> **Provided passage**:
-- Start --

As workers we produce commodities - goods, services, technologies, art, information and infrastructures, all those things, material and immaterial, which make up our societies. A small portion of the value we create is returned to us in the form wages and services from the state and in turn we use these to get the things we need to survive. A larger portion of the value we create is taken from us. This expropriated wealth is reinvested by capital in order to grow its productive resources, expand its markets and impose its system of exploitation upon greater numbers of people.

Capital imposes a class relation whereby the interests of workers (whether employed or unemployed) are pitted against those of capital. As workers we struggle to work less for more money while capital drives us to work longer and harder for less pay and time off. This class struggle is always present but is not always visible. However, when workers enter into open conflict with capital through strikes, occupations, riots, and when we self-organize through workers’ councils, neighborhood assemblies and the like, the opposing class interests lay themselves bare. In these situations capital will take whatever measures it must to defeat the self-organized working class and to re-impose its system of class exploitation, often by offering the carrot (concessions, reforms) or the stick (violent repression). However, in this period of austerity, where the concessions of yesterday are being put to the axe, to expect dangling carrots instead of baton blows is simply delusional.

The material conditions of today that necessitate revolt and rebellion by the world's masses are planting the seeds of a new society based on human need. Communism is “the real movement which abolishes the present state of things. The conditions of this movement result from the premises now in existence”. The struggle of the working class to impose its needs over the needs of capital is the real movement towards communism.

History shows that forms of social organization incompatible with capitalist social relations are thrown up in the course of working class struggles. Examples include but are not limited to the two month long revolutionary government of the Paris Commune of 1871, the soviets that emerged during the 1905 revolution in Russia, the socialization of the countryside during the Spanish Civil War and much more recently the assemblies and occupations that characterized the Greek Insurrection in 2008.

To varying degrees, such organizations engage in a process of communization - however limited, they begin to seize the means of production away from capital. They occupy workplaces and destroy or abandon others, they squat living spaces, they turn the sites and resources of capitalist production over to human need and expression. These types of working class organizations, coordinated internationally, have the potential to seize the means of production and make an international working class revolution that could bring about communism. Communization is not a program instituted by a party or a state after seizing power but rather immediate revolutionary activities that begin to abolish the rule of capital, waged labour, money and the market.

-- End --

Location annotation dataset excerpts:
-- Start --

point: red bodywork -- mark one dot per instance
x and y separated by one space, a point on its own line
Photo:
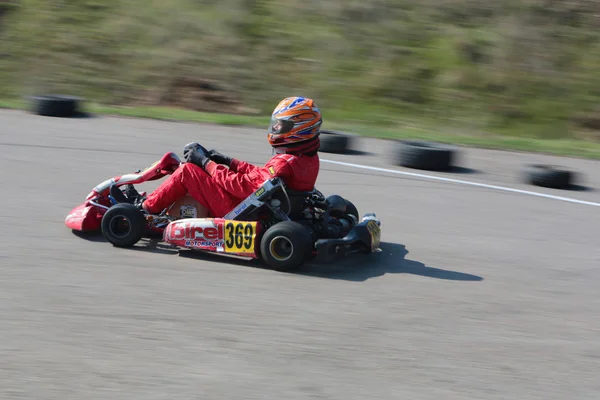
87 216
216 235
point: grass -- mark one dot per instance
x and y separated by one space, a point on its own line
516 74
561 147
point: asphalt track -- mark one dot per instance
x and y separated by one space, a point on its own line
478 293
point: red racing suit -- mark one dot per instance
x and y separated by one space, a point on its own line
220 189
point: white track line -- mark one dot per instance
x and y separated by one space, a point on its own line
483 185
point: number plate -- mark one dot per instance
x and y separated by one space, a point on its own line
375 232
240 237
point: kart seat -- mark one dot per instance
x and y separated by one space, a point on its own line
298 200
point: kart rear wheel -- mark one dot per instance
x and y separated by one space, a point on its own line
123 225
286 246
351 209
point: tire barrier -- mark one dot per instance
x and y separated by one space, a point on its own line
424 155
56 105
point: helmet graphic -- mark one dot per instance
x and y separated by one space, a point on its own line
294 120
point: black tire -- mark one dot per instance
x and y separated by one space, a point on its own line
424 155
335 142
123 225
286 246
548 176
56 105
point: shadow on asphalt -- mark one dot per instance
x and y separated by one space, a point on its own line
356 267
391 260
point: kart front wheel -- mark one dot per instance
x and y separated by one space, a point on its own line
123 225
286 246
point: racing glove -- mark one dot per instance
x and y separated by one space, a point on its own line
195 154
220 158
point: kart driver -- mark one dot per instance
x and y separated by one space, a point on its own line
220 183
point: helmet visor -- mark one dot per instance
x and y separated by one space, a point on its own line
280 126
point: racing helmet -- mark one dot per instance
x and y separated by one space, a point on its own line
295 121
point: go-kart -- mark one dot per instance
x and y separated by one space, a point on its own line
281 227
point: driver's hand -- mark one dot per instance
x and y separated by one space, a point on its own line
193 146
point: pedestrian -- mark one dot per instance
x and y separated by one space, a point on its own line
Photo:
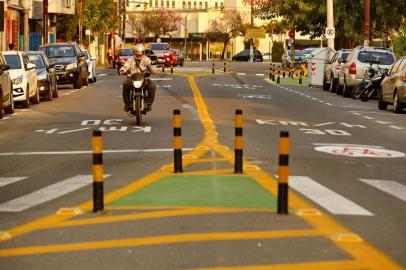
109 57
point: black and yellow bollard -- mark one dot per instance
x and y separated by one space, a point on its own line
300 77
177 141
238 143
278 80
98 193
283 173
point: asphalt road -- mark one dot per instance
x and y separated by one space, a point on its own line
347 164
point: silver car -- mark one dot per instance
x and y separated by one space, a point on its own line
358 62
332 70
393 87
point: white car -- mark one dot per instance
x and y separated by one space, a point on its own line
91 63
24 78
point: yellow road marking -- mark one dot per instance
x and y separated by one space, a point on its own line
154 240
331 265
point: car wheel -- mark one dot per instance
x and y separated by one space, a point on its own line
397 106
26 102
382 105
10 108
78 83
49 95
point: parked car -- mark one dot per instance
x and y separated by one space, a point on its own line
123 55
70 63
393 87
332 69
359 60
245 56
24 78
46 75
91 64
150 53
163 52
180 59
6 89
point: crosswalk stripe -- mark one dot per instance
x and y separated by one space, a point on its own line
9 180
48 193
330 200
393 188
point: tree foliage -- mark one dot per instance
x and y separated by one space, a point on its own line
229 26
157 22
309 17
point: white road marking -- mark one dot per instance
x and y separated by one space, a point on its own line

-- End --

> **Exercise prompt**:
According to the passage on class struggle and communization, how long did the revolutionary government of the Paris Commune of 1871 last?

> **Exercise result**:
Two months.